Document text:
★ ★ ★
Exergy received by solar collector can be written as [25]:

$${\dot{\text{E}}\text{x}}_{\text{c}} = Q_{\text{r}} \left[ {1 + \frac{1}{3}\left( {\frac{{T_{\text{amb}} }}{{T_{\text{sr}} }}} \right)^{4} - \frac{4}{3}\left( {\frac{{T_{\text{amb}} }}{{T_{\text{sr}} }}} \right)} \right],$$
(6)

where \({\dot{\text{E}}\text{x}}_{\text{c}}\) (W), exergy received by solar collector; \(T_{\text{Sr}}\) (K); source temperature, i.e., temperature of sun; Tamb (K), ambient or surrounding temperature of system. Exergy received by working fluid (Water) can be evaluated as [29]:

$${\dot{\text{E}}\text{x}}_{\text{uf}} = T_{\text{amb}} \dot{m}_{\text{f}} \left[ {\frac{{\left( {\psi_{\text{fo}} - \psi_{\text{fi}} } \right)}}{{T_{\text{amb}} }} - \left( {s_{\text{fo}} - s_{\text{fi}} } \right)} \right],$$
(7)

where \({\dot{\text{E}}\text{x}}_{\text{uf}}\) (W), useful exergy absorbed by working fluid (water); \(\psi_{\text{fi}}\) (J kg−1), \(s_{\text{fi}}\) (J kg−1 K−1), enthalpy and entropy of water at inlet of collector; \(\psi_{\text{fo}}\) (J kg−1), \(s_{\text{fo}}\) (J kg−1 K−1), enthalpy and entropy of water at outlet of collector. The difference in enthalpy and entropy of working fluid flowing through manifold can be given as [30]:

$$\psi_{\text{fo}} - \psi_{\text{fi}} = C_{\text{Pw}} \Delta T_{\text{w}}$$
(8)
★ ★ ★
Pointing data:
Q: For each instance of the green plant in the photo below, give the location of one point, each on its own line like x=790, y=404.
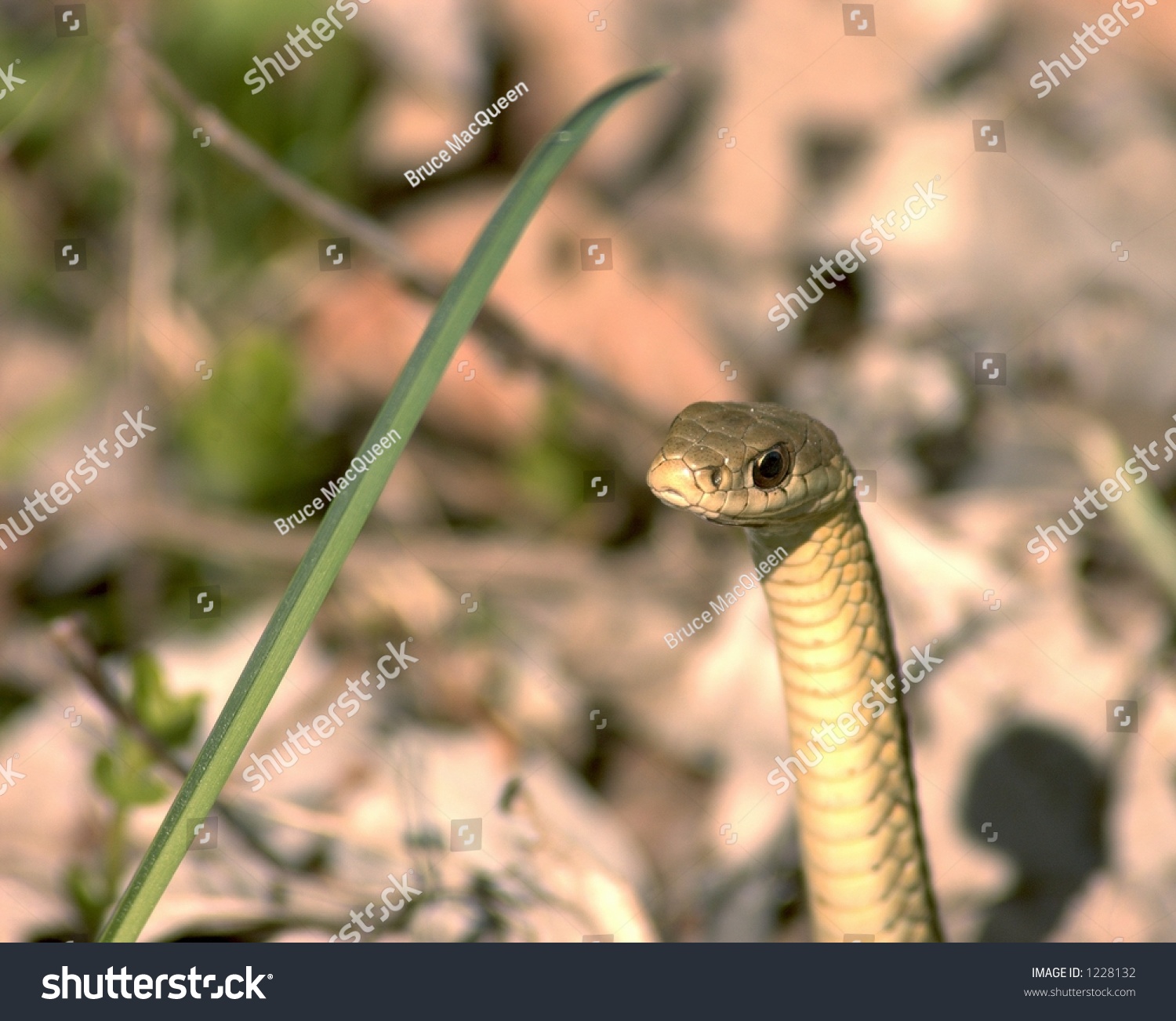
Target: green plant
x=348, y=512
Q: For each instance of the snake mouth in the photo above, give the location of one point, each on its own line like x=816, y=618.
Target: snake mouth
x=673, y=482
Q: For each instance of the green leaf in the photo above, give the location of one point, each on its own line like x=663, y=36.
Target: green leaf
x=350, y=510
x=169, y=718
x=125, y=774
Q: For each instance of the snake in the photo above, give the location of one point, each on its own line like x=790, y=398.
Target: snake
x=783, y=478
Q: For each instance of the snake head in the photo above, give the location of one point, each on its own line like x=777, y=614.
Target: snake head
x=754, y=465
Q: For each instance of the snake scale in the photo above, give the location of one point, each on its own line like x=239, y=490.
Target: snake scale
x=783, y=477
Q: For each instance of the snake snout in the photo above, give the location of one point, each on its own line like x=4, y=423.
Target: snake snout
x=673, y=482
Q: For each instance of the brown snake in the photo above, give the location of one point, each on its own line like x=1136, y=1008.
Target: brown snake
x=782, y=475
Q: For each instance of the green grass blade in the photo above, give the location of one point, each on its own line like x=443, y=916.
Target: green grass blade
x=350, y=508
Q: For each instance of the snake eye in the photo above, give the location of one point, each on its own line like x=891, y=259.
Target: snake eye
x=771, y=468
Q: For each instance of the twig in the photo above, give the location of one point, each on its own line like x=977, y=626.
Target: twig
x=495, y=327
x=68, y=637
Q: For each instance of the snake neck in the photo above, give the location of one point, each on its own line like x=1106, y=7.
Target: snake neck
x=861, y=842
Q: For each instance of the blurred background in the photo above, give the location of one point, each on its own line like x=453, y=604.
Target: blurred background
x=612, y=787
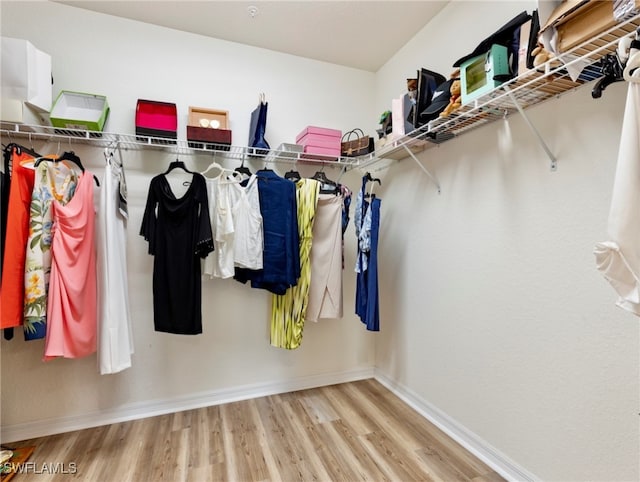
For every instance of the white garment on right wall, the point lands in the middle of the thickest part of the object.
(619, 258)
★ ★ ★
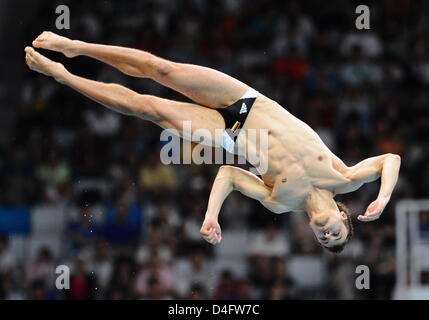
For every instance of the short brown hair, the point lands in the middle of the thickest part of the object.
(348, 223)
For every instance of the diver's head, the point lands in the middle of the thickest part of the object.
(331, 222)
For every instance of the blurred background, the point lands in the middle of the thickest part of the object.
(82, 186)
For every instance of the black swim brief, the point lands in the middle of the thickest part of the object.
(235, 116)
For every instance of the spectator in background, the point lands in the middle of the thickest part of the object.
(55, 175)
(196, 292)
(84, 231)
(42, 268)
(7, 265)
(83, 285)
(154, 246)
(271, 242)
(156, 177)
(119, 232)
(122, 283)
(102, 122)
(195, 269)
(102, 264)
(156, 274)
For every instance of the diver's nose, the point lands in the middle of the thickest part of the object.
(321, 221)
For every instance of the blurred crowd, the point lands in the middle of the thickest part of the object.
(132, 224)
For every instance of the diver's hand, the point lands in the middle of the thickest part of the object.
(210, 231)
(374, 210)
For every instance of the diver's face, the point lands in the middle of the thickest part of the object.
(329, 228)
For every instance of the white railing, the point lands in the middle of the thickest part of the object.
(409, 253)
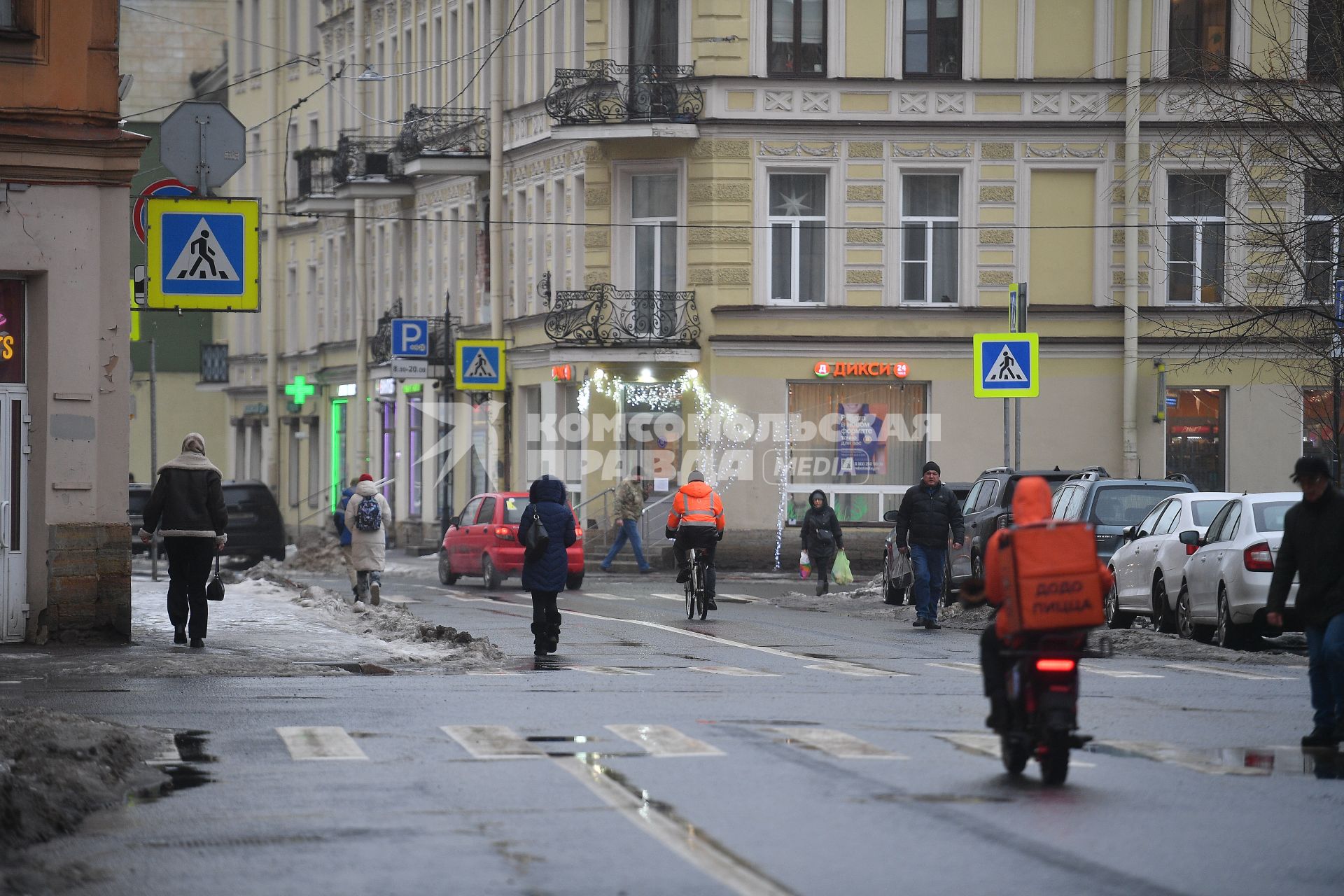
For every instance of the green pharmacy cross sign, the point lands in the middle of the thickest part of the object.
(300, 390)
★ ★ ★
Task goal: Reproduce the exergy equations text above word for word, from start to finish.

Worked answer:
Exergy received by solar collector can be written as [25]:

$${\dot{\text{E}}\text{x}}_{\text{c}} = Q_{\text{r}} \left[ {1 + \frac{1}{3}\left( {\frac{{T_{\text{amb}} }}{{T_{\text{sr}} }}} \right)^{4} - \frac{4}{3}\left( {\frac{{T_{\text{amb}} }}{{T_{\text{sr}} }}} \right)} \right],$$
(6)

where \({\dot{\text{E}}\text{x}}_{\text{c}}\) (W), exergy received by solar collector; \(T_{\text{Sr}}\) (K); source temperature, i.e., temperature of sun; Tamb (K), ambient or surrounding temperature of system. Exergy received by working fluid (Water) can be evaluated as [29]:

$${\dot{\text{E}}\text{x}}_{\text{uf}} = T_{\text{amb}} \dot{m}_{\text{f}} \left[ {\frac{{\left( {\psi_{\text{fo}} - \psi_{\text{fi}} } \right)}}{{T_{\text{amb}} }} - \left( {s_{\text{fo}} - s_{\text{fi}} } \right)} \right],$$
(7)

where \({\dot{\text{E}}\text{x}}_{\text{uf}}\) (W), useful exergy absorbed by working fluid (water); \(\psi_{\text{fi}}\) (J kg−1), \(s_{\text{fi}}\) (J kg−1 K−1), enthalpy and entropy of water at inlet of collector; \(\psi_{\text{fo}}\) (J kg−1), \(s_{\text{fo}}\) (J kg−1 K−1), enthalpy and entropy of water at outlet of collector. The difference in enthalpy and entropy of working fluid flowing through manifold can be given as [30]:

$$\psi_{\text{fo}} - \psi_{\text{fi}} = C_{\text{Pw}} \Delta T_{\text{w}}$$
(8)